_WRITTEN REQUEST 1_. According to the accessibility post below, what job did the writer hold at the time of writing?
──────── GIVEN PASSAGE ────────
Javier E. Fajardo

Random musings from a software developer

Accessibility 201: A Dive Through The Windows Stack

Turtle rising up

A turtle swimming up to the shoreline after a dive in the ocean.

(Credit: memedboulala - CC BY-SA 4.0)

 

[Disclaimer: at the time of writing, I am a Software Engineer at Microsoft Corp. in Vancouver, BC.

However, I am never speaking on behalf of my employer, therefore opinions and thoughts are solely mine]

 

About a month ago, I wrote about the Big Picture for accessibility in software. If you didn't get to read through it, the main takeaways are:

  • Accessibility in software is all about adapting the experience to different users needs,
  • Most junior software developers are often ill-equipped in dealing with accessibility issues because there is little formal training,
  • It is a significant design and technical challenge to make an app accessible, and empathy is essential in understanding why accessbility is so important

So we know we want to make our apps accessible, but, just how do we do that? What kind of data structures and functions do we need in order to have a screen reader actually read the screen? How can we follow what's in focus? And, more importantly, how can we do all of this in the most efficient way for developers and consumers alike?
────────
_WRITTEN REQUEST 2_. Find every line in the listing below that contains the word "mouthpiece", and copy each one.
──────── RECORDS FOR PROCESSING ────────
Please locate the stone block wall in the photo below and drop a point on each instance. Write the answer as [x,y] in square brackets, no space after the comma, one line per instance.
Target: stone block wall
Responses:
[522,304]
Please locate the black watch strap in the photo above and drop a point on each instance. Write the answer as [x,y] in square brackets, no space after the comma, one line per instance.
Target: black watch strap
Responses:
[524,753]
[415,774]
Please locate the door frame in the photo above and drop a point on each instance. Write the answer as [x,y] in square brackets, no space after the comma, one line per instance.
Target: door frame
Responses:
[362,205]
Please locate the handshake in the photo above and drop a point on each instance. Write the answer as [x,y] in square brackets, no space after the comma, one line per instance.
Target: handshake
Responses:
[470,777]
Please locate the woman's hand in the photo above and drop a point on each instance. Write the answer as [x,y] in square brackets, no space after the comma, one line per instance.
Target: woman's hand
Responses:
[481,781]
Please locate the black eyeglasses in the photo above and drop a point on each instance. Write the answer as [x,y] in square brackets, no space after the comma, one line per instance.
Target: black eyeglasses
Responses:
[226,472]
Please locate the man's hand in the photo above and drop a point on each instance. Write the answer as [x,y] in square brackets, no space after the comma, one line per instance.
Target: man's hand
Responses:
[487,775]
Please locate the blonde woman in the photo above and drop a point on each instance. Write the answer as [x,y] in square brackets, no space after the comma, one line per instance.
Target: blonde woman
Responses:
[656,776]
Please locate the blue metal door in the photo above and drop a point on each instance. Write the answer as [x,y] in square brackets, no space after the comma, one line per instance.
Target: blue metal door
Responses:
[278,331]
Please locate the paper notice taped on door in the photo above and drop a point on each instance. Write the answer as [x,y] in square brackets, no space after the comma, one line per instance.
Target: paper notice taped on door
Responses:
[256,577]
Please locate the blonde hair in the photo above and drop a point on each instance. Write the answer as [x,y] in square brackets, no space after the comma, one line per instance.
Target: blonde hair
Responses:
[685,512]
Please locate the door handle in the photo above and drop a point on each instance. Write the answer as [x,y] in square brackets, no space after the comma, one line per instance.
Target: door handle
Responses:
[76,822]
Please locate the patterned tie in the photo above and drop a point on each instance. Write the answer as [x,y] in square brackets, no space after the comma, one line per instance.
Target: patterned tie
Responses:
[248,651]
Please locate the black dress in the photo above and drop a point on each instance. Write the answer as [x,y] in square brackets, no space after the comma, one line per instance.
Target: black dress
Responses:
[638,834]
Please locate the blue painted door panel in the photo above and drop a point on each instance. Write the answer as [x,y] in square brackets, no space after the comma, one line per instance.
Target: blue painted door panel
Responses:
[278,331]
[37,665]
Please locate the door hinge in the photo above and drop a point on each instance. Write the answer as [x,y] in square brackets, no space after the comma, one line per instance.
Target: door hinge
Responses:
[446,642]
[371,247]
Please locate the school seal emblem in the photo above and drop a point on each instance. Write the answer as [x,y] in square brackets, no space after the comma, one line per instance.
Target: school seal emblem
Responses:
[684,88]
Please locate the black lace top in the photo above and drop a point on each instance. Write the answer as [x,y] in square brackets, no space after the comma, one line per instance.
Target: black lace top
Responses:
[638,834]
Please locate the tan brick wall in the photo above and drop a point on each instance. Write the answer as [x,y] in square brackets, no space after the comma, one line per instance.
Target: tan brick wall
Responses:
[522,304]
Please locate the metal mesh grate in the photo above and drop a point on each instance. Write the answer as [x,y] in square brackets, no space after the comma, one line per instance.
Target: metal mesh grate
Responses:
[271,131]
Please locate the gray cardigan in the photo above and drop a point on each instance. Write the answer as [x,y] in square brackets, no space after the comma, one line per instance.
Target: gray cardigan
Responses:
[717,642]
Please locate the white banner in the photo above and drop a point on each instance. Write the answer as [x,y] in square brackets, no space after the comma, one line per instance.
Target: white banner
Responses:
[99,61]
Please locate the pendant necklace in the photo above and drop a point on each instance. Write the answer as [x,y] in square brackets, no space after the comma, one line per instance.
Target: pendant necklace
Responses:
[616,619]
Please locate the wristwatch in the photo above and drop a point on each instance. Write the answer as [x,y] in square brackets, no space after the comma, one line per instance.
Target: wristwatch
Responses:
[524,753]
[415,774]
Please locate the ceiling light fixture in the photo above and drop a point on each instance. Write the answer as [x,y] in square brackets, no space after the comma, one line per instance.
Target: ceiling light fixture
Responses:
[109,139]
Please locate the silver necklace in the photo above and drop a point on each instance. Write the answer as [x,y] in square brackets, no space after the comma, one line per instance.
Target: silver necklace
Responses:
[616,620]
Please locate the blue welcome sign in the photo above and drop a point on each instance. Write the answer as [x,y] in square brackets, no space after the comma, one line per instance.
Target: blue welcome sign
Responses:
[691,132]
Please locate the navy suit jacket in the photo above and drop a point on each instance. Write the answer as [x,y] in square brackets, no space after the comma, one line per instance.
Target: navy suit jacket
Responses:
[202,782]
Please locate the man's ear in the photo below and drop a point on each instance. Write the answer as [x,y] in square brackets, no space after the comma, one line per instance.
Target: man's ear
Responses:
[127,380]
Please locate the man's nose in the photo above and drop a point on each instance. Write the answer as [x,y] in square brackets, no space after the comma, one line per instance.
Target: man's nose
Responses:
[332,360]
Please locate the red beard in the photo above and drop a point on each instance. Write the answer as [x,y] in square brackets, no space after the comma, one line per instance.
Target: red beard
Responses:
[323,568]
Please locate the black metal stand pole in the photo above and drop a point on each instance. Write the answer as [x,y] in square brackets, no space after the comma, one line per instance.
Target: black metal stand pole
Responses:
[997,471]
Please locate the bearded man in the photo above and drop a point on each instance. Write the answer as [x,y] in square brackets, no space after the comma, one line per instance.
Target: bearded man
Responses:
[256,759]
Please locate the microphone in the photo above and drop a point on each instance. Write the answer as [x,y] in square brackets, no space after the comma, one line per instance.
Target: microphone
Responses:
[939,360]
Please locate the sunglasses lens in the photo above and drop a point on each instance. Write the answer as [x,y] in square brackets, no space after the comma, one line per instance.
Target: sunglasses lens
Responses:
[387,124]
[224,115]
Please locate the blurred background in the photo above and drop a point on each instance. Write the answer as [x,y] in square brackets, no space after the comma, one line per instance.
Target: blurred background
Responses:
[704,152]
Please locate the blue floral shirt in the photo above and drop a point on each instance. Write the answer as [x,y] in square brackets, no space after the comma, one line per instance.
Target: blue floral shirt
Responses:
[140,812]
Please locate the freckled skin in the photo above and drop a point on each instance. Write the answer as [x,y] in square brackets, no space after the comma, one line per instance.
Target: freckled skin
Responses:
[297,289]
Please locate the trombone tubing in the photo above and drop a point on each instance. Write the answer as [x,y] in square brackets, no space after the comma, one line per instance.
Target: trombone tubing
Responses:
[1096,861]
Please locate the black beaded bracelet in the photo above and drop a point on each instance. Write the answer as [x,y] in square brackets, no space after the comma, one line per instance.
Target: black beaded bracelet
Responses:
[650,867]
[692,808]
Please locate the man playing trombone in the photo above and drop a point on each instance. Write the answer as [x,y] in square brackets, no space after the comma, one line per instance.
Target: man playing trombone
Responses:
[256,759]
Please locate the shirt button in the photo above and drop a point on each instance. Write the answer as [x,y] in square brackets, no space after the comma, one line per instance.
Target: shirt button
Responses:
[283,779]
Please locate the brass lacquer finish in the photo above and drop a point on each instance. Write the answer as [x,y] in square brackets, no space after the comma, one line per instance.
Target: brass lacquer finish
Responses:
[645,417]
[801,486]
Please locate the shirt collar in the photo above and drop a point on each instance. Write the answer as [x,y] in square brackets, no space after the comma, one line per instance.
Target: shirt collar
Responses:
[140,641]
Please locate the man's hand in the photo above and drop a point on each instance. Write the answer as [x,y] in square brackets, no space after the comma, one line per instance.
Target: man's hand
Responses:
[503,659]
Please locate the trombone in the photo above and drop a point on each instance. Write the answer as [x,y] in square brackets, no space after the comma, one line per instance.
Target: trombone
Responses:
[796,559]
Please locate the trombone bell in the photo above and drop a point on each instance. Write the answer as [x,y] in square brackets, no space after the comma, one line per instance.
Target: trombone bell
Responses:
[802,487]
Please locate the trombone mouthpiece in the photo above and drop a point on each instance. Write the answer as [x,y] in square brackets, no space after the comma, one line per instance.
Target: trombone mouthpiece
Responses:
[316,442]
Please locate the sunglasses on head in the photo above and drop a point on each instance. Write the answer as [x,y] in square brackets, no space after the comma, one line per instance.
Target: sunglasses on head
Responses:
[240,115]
────────
_TASK RESULT 1_. Software Engineer at Microsoft Corp. in Vancouver, BC.

_TASK RESULT 2_.
Please locate the trombone mouthpiece in the photo above and drop a point on each instance. Write the answer as [x,y] in square brackets, no space after the comma, one line per instance.
Target: trombone mouthpiece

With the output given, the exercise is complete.